>> Start Entries
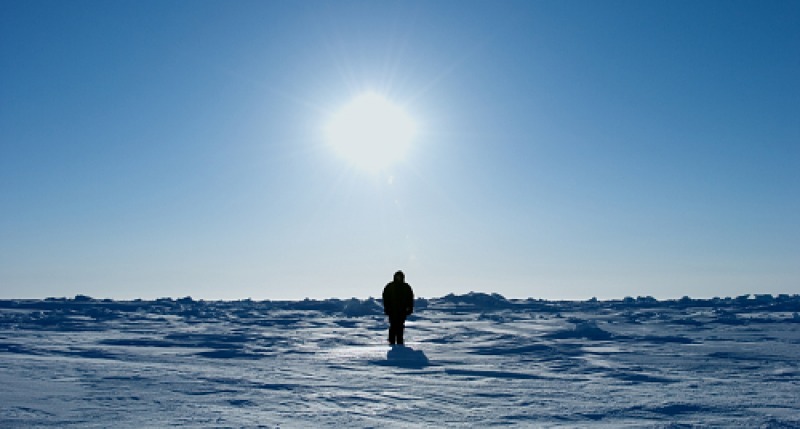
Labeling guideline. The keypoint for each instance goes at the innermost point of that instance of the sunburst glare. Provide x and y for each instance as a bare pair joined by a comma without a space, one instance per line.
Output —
371,132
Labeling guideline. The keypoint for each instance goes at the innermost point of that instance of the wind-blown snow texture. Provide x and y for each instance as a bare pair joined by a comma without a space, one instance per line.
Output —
472,361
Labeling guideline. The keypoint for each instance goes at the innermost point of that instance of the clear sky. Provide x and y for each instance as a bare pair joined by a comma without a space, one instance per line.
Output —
563,149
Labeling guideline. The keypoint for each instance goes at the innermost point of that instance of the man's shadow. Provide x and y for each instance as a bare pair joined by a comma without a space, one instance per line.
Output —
406,357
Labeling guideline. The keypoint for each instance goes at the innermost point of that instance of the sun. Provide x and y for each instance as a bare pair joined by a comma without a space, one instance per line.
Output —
371,132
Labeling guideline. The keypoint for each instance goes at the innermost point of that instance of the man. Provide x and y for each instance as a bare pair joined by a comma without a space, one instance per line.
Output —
398,302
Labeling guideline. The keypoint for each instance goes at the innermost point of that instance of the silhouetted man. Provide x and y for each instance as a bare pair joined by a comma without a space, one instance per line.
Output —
398,302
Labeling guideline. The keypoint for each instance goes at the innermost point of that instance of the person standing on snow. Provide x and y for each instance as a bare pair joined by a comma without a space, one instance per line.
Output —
398,303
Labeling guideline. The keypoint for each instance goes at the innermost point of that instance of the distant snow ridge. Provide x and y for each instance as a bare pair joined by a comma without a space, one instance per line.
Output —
359,308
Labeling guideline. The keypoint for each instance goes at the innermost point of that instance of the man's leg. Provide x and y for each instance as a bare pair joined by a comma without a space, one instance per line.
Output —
401,326
392,330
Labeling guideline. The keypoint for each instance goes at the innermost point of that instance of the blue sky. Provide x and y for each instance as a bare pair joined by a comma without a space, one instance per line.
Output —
566,149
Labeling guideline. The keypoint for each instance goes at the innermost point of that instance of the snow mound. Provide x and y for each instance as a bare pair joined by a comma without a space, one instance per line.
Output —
583,330
406,357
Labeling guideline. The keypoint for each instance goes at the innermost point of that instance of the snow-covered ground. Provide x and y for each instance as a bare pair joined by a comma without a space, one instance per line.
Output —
475,360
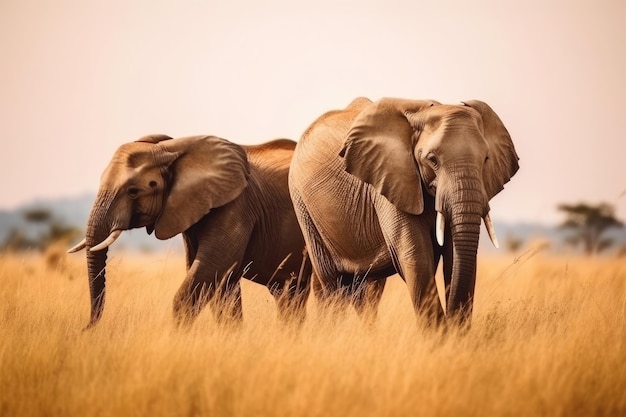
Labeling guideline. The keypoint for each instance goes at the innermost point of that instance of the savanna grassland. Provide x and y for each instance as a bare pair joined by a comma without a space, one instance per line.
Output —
548,339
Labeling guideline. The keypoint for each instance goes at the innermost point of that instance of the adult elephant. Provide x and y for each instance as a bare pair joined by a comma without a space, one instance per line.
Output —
230,202
395,185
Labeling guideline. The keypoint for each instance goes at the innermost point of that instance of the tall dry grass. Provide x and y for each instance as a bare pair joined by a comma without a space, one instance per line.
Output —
548,338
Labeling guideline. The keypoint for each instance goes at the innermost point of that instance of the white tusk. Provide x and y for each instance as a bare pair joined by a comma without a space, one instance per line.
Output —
439,228
107,242
491,231
79,246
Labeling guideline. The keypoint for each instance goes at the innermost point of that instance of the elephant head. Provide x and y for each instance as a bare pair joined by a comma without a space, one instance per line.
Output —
460,154
163,184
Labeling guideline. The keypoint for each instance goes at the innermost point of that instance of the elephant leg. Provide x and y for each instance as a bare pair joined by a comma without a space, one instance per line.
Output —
423,291
227,305
367,298
409,240
328,284
293,292
446,254
191,297
190,239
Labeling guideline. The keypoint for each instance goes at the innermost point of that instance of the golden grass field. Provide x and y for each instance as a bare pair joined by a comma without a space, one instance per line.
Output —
548,339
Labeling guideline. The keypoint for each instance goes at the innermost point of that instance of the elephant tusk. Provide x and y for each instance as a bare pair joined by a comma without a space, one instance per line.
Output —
491,231
80,246
439,228
107,242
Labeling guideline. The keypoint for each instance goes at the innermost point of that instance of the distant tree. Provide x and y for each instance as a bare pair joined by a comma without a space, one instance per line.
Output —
51,230
589,223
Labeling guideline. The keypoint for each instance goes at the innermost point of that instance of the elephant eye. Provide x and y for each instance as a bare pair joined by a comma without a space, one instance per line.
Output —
133,192
432,159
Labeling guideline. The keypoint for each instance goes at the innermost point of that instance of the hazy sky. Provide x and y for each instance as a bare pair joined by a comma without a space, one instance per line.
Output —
79,78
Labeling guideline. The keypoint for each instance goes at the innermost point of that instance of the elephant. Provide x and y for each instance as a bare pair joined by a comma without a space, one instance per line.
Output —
393,186
232,206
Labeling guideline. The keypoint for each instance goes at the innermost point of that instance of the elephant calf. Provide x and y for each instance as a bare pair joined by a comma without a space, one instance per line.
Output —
230,202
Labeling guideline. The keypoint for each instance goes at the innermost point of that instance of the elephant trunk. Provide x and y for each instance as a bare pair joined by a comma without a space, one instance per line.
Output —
465,236
465,205
98,228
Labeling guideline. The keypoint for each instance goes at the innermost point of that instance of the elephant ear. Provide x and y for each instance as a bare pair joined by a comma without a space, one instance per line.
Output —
503,160
209,172
379,151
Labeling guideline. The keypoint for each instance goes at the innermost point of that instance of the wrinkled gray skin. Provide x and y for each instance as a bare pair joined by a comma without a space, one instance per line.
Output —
231,204
367,183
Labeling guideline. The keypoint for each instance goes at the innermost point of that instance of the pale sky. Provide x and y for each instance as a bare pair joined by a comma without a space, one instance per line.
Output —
79,78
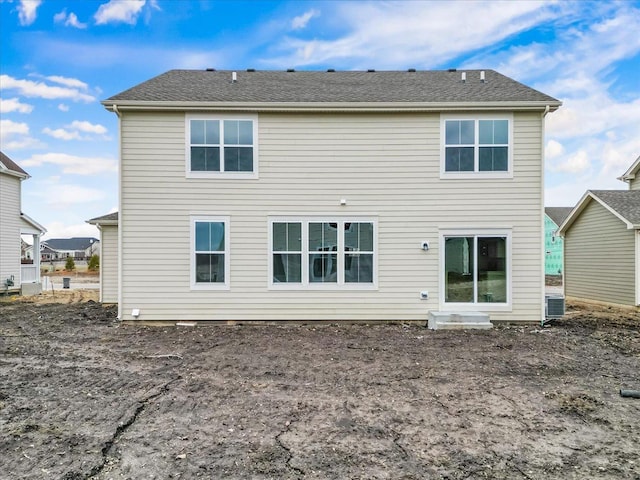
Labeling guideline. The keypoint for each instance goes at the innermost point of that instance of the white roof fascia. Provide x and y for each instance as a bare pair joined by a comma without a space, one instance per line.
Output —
582,204
329,106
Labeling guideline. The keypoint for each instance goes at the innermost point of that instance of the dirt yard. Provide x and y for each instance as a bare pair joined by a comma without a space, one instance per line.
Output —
83,397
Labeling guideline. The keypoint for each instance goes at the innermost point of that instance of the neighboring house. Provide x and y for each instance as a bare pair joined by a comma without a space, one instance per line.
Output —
602,245
554,216
15,276
356,196
108,227
80,248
>> End Entries
- The task: All records must be output exactly as they are, except for the pictures, which are left out.

- Exercise result:
Labeling guideline. The keypoint for each instance goes at the innermost point of that instance of the sunburst glare. Provide x and y for each instance as a bare pair joined by a comma without a space, one instance per line.
Output —
371,132
Labeling guideline. The keypoint for each instance goes at the innermost point of that instance of the wind-blown snow texture. Provide x and y for each instance as a bare pair joined by a comma without a space, one instance per line.
Output —
472,361
Labeling guideline. The keypoint for each instance goes at the innermost point of that instance of the clear sky. Provide x and y for each instance as a bare pair joined by a comma without a space, one instance per line.
Output —
563,149
Labeling guideline. The keypoint for each instance goes at the innermost point of that instance of the man's shadow. Provide x and y for each instance as a bare pair joined by a comma without a space, one instance per line.
Output —
406,357
Labeling guideline. The keypoint for each instance goes at the innermost point of that instance of the sun. Provide x and y for each instance as a bare pair joined by a comma without a space, one instance per line.
Output —
371,132
Labeling guideline. The keypoint for each instance goes at the innermost point of that instance of the man. Provide x and y for each instance as a bare pair joined by a comma without a space, one instance per line.
Output —
398,302
Labeling guideline. The keypoint for each instance goes at the innermost point of that instance of the silhouetted man. Provide x and y for each instance as a bare pair joined by a comma without a space, one instance per line.
Output —
398,302
Labeling guideline. The keypoint for each instance goes at the innermost point of that instance of the person standing on snow. Provide x and y for each instance as a bare pair joined by a comma without a space, one instance per line.
Output —
398,303
Labeling guideline. The keypoint for each instance goes at the innermost point of that instance of the distant snow ridge. Provide x and y for each instance as a bare pair joined by a comma without a space, one instance per line.
Output —
359,308
Labeling guideline. The keypoint for each instance goes at the innermost point of that instance of the man's leg. Provide x and y for each instance as a bare pair joined by a comma without a space, one instance per line.
Output —
401,326
392,330
Labeling guideline. The keypoint for each instance goes at the innermost point of that instance of the blue sky. Provide x and y for each instance as a bare pair joined by a comma without a space, one instance per line.
Output —
566,149
Labeling guideline. The keypoint for each instance goes at the innermost point of that instance of the snow mound. Provide x and y for each instance as a bare pair joined by a comma without a space, one instance per line.
Output —
583,330
406,357
Labeling guideline. The keypoint for each instance goes at the innermost point of that instance of the snow-covered ground. Provide x and y for each instance as a bare pair joined by a comma without a space, one instance per line.
Output —
475,360
Labeling guideline. The keypoint for each instance goes at the innermost point of that instance of the savanna grassland. Provide x and y for each instance as a bare pair joined by a comma without a space, one instance per line.
Output —
548,339
Labeling guideline. The keypoint for each instance goes at the innermost point of that instance of the adult elephant. Provide x and y for each instance as a bare pair joined by a comma without a space, one instance per line.
Output —
230,202
395,185
Labeling guideline. The keypoint for each instance goes at the innermost point of that instance of the tall dry grass. Provide x and y for each instance as a bare pair joined by a comma without a space, one instance per line.
Output —
548,338
Labeling guideline. The keypoint for each instance goes at the innermost point of that instance of the white tusk. Provide x and y for each instance as a bare pair joined by a comma without a space, one instance per line.
Output —
439,228
107,242
491,231
79,246
Labeling guideline. The keypoint for each instance goes at the innermost point of that instance of the elephant head. Provide x and y for each instance as a bare pair joined by a comma without a space, one instance per line.
Output —
460,154
163,184
Labeling guideline. The keypoint for each instance goes at the innermost point of that instance of the elephant leg. Provide x and y for each instance as a bare pair joined by a comma without a space, one instance per line.
Output —
423,291
227,305
367,298
409,240
328,284
293,292
446,254
191,297
190,239
Labeling guideline. The keypoint for each instance goes at the innermost point of that instance of the golden grass field. Provide x and y for each instance as a bare pair joined by a comma without a space, one instance per line.
Output —
548,339
Labeling guideline. The keypoint for each instance goes at the innermost point of that instance of the elephant tusk. Provide x and y for each instance as a bare pair joined by a comma without a space, one instance per line.
Output —
491,231
80,246
439,228
107,242
Labeling guideline. The keypoint for each instance goes at the innermost point of that instance of the distant tree. Provide x and y for each instance as a bare pair joined by a comma without a space, one instance per line.
Output —
51,230
589,223
Labeling guideline. The keypoint for each instance goes at the innermost point of that instance of the elephant eye. Provide x and y for each instance as a bare pair joined by a comma without a space, one instance per line.
Output —
133,192
432,159
Labeling guideline. The keypoint for each instance goes at the innermost point of that instance of the hazy sky. Provide x and y for each instance as a bare pair joined by a comma without a space, one instance per line.
Output —
79,78
Labeling guideline. The keypoint for each instance goes at the innermost point of that instance of the elephant. Provide x and y for each instance as a bare pair joined by a comma without a space, one instance per line.
Output —
393,186
232,206
Labeling guideline. The keypoint for each instance goes at the innermost point of that instance of the elephant calf. Provide x and y for each instance as a bare pair joined by a comma without a space, one instance per line.
Output —
230,202
Labeling guideline. The keypoint for each instance goes at the innermost point of that instance of the elephant trunk. Provide x and y for each instance as a bare pair joined by a comma without a space, one instance per line.
Output —
465,236
465,205
98,228
Labeling guideline. The keypoint for each instance goes at the innermost point of that instance of the elephant ear. Provide x and y for each instance as a bare pair joined by a comma without a space, one instance per line.
Output —
503,160
209,172
379,151
Labeling guideline. The keypoint for each instance goes at the innermost point of that instance of the wrinkled gray skin. Provide x and y for each instance as a bare pair joined by a comma without a space, one instance per line.
Output —
231,204
367,183
Labeling guideline. The keypoint for each instance goes at the innermost point of that instance of the pale sky. Provide x and y for each instance as a bare pair joined by a comma without a space, one instance per line.
Output —
79,78
Labeling guideline. The keypoint for each instance goes at the innermost point of that instance of the white roof fascia. Provide x and y for each instance as a bare pair joined by a comma without a space, one instance per line.
Output —
582,204
329,106
Labeling guideline. The keypoint for each instance goes at the innermost point of that instance of the dirt yard. Provide x and y for each instance as a bare pair joined by a comma without a space, one instance per line.
Output —
83,397
Labeling guideline. The keypoint for each instance goes at the innermost point of that instance of the neighboring house. Provide x and y for each instance as a bare pair joined by a comma without a space, one instance per line.
Output —
602,245
554,216
15,276
356,196
108,227
80,248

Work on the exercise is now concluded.